* **Extrait fourni**:

========================================================================

Une voix. Trente secondes ?!

Mme Caroline Marti (S). Je vous remercie, Monsieur le président, de l'honneur que vous me faites, mais il va me falloir un peu plus que trente secondes ! (L'oratrice rit.)

Le président. Excusez-moi ! Je voulais bien sûr dire: en catégorie II, trente minutes. Je vous rends la parole, Madame.

Mme Caroline Marti. Merci. La situation de pénurie de logements à Genève est bien connue... (Brouhaha.) Puis-je avoir un peu de silence pour m'exprimer ? (Le président agite la cloche.) ...de toutes et tous, et ses effets sont multiples. J'en citerai deux en particulier. D'une part, nous ne sommes plus capables de loger notre population, ce qui implique que de nombreux ménages sont obligés de partir s'établir notamment en France voisine; nombre d'entre eux souhaiteraient revenir mais ne le peuvent pas simplement parce que nous n'avons pas de logement à leur offrir. D'autre part, il y a la hausse du prix des loyers, qui grèvent considérablement le budget des ménages.

De manière générale, les projets de construction à Genève relèvent de deux types: soit on décide de construire par le biais de projets de déclassement de zones villas... (Brouhaha.)

Des voix. Chut !

Le président. Mesdames et Messieurs, puis-je vous demander un tout petit peu de silence ? Monsieur Pistis ? (Un instant s'écoule.) Poursuivez, Madame.

Mme Caroline Marti. Merci, Monsieur le président. Nous avons donc deux types de projets pour construire du logement à Genève. Tout d'abord, des projets de déclassement de zones villas, c'est-à-dire de densification des zones villas par le biais de déclassements. Or on constate que ces projets ont trop souvent tendance à s'enliser en raison de multiples oppositions et prennent des années à se réaliser. Ils aboutissent en outre à des logements relativement chers étant donné que le prix du foncier est beaucoup plus élevé en zone villas. Ensuite, on a la possibilité de monter des projets de déclassement en zone agricole mais, vous le savez toutes et tous également, ceux-ci sont mis sur la sellette par Berne, qui nous impose un quota extrêmement strict de surfaces d'assolement à préserver - je pense qu'il n'est pas nécessaire de revenir plus précisément sur cela. Si on y ajoute les normes de protection contre les accidents majeurs et le bruit, qui excluent un grand nombre de terrains de la construction, les terrains à bâtir ou à densifier manquent considérablement pour remplir l'objectif qui est celui du Conseil d'Etat et qui a été énoncé lors du discours de Saint-Pierre, à savoir la construction de plus de 2500 logements par année.

========================================================================

* **Matériel source**:
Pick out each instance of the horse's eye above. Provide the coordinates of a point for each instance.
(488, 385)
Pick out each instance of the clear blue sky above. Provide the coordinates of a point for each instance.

========================================================================

* **Consignes**:
a) Pour chacun des énoncés (i), (ii) et (iii), répondez par oui ou par non selon qu'il concorde avec l'extrait sur le logement à Genève, puis citez les mots décisifs de l'extrait. (i) L'oratrice affirme que les projets de déclassement de zones villas produisent des logements bon marché. (ii) Berne impose un quota de surfaces d'assolement à préserver. (iii) L'objectif du Conseil d'Etat est la construction de plus de 2500 logements par année.
b) Veuillez rédiger la suite de l'extrait sur le logement à Genève, en reprenant juste après sa dernière phrase.
Les lignes forment un matériau distinct de l'extrait sur le logement à Genève.

* **Réponses finales**:
a)
(i) Non : « Ils aboutissent en outre à des logements relativement chers »
(ii) Oui : « qui nous impose un quota extrêmement strict de surfaces d'assolement à préserver »
(iii) Oui : « à savoir la construction de plus de 2500 logements par année »

b)
Pour en venir maintenant à la parcelle du Golf Club de Genève, qui, contrairement à ce qu'on peut souvent entendre, ne se trouve pas sur le territoire de Cologny mais bien sur celui de Vandoeuvres, tout d'abord, il s'agit d'un terrain situé en zone agricole mais pas en SDA, c'est-à-dire que nous n'avons pas besoin de piocher dans le maigre contingent de SDA qu'il nous reste. De plus, c'est un terrain agricole ni cultivé - on ne retire pas de terres cultivables à l'agriculture genevoise - ni construit - il n'y a pas de bâtiment qui serait de nature à augmenter le prix du foncier ainsi que celui des logements hypothétiquement construits sur ce terrain. Par ailleurs, on parle d'une seule parcelle appartenant à un seul propriétaire, soit un seul interlocuteur pour le Conseil d'Etat qui devra négocier dans le cadre d'un processus de mutation de cette zone, rendant de ce fait les choses potentiellement plus rapides. Je voudrais encore préciser, s'agissant de la localisation, que cette parcelle est proche du centre-ville, ce qui constitue un avantage en termes de transport et permet de limiter le transit, tout en comblant quelque peu, peut-être pas suffisamment mais tout du moins quelque peu, le déséquilibre d'urbanisation entre la rive gauche et la rive droite du lac.

Mesdames et Messieurs les députés, le parti socialiste considère que nous ne sommes plus dans une situation où nous pouvons faire la fine bouche, où nous pouvons cracher sur un terrain de 42 hectares. Il s'agit d'un terrain extrêmement vaste qui, au vu des considérations que je viens d'évoquer, permettrait de contribuer à la construction rapide de milliers de logements à loyer abordable. Pour toutes ces raisons, nous vous recommandons le renvoi de cette motion à la commission d'aménagement. (Quelques applaudissements.)

Le président. Je vous remercie, Madame la députée, et vous indique que vous avez pris sur le temps du groupe. Je passe la parole à M. le député Bernhard Riedweg.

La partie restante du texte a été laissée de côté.